_Task_:
Extract each line of the records below that contains the word "dress", and copy those lines.

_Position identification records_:
—————

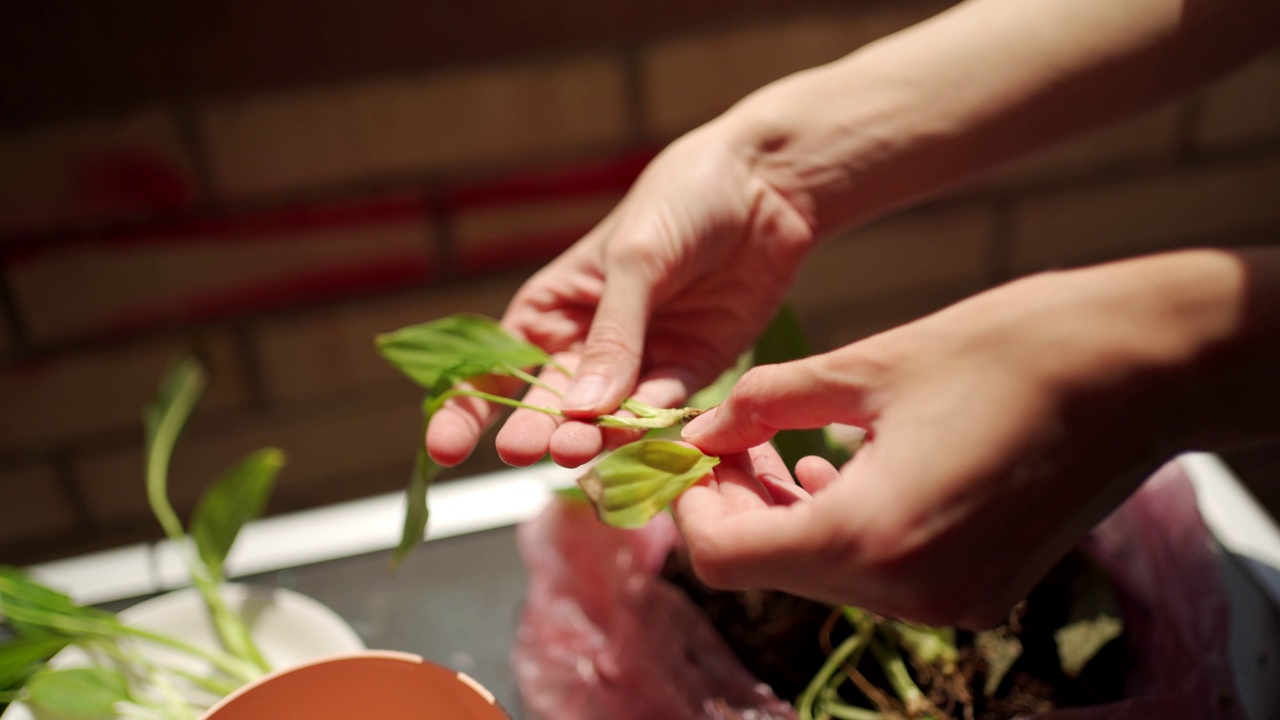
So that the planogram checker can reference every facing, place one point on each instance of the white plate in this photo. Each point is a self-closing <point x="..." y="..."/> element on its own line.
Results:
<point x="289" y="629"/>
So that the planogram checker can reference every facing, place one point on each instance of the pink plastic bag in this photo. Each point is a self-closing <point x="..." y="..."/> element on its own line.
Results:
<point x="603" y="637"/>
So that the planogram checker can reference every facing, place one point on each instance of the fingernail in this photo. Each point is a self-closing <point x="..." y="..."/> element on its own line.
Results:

—————

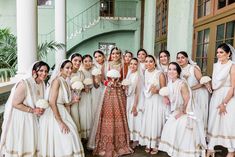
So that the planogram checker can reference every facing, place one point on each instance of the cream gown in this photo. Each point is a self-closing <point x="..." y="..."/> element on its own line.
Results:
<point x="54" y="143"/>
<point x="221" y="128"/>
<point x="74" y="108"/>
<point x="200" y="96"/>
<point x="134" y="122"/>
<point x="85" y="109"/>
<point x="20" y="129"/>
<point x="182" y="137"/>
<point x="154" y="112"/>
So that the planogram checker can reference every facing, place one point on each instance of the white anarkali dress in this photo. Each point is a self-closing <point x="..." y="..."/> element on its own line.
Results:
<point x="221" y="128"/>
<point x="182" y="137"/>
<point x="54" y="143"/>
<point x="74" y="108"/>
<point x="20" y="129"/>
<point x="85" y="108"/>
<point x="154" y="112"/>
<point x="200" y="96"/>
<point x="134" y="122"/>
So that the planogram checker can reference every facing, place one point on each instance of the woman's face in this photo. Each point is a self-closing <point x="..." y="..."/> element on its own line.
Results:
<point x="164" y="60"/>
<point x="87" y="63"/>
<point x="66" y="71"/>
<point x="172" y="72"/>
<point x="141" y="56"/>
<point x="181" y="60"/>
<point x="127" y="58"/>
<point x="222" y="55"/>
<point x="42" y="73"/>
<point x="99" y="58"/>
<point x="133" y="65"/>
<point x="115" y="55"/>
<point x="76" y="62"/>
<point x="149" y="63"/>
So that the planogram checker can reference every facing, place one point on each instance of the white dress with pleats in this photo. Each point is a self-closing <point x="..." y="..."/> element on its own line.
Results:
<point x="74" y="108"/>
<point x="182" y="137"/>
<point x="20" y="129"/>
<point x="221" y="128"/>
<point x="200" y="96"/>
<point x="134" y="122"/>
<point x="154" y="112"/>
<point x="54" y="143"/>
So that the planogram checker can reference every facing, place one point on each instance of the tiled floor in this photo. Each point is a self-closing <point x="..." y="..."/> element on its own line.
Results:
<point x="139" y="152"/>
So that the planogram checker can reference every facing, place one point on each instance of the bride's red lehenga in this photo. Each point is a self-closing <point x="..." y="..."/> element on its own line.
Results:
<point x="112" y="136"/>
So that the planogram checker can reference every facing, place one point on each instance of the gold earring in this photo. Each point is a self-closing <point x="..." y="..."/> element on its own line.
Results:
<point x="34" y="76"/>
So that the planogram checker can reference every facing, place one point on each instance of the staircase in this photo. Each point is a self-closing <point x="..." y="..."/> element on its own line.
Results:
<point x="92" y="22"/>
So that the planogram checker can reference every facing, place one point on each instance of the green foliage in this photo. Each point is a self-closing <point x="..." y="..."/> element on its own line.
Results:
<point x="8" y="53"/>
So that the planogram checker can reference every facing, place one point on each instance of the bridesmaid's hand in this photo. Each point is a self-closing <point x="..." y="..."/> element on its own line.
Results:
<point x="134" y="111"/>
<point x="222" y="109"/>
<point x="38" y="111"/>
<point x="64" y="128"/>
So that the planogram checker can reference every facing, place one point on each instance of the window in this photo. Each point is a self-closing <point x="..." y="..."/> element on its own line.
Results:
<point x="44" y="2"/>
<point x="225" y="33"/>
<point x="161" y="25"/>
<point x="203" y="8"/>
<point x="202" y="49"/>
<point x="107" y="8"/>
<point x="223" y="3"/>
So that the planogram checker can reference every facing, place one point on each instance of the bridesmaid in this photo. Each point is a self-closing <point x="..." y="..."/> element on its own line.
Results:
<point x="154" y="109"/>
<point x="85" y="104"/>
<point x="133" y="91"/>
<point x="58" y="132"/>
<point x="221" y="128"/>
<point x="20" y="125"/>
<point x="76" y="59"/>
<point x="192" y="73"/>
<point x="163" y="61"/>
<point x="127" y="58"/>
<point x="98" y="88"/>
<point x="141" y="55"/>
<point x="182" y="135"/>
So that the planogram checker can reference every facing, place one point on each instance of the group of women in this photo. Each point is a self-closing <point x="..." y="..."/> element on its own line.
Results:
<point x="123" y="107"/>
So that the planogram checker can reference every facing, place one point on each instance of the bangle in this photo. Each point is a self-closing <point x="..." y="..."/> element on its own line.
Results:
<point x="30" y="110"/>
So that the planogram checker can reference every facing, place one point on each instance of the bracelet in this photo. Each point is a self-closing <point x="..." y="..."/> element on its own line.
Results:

—————

_Answer in full_:
So that the planogram checker can reference every facing, place one point on each instance of the white anarkali dress in this photo. Each point is a self-closing <point x="..." y="..."/> element on its own line.
So that the planogram checker can reference every facing, place one point on each instance of the white dress with pleats in this photo. Each point is a self-closing <point x="..." y="..."/> element on its own line.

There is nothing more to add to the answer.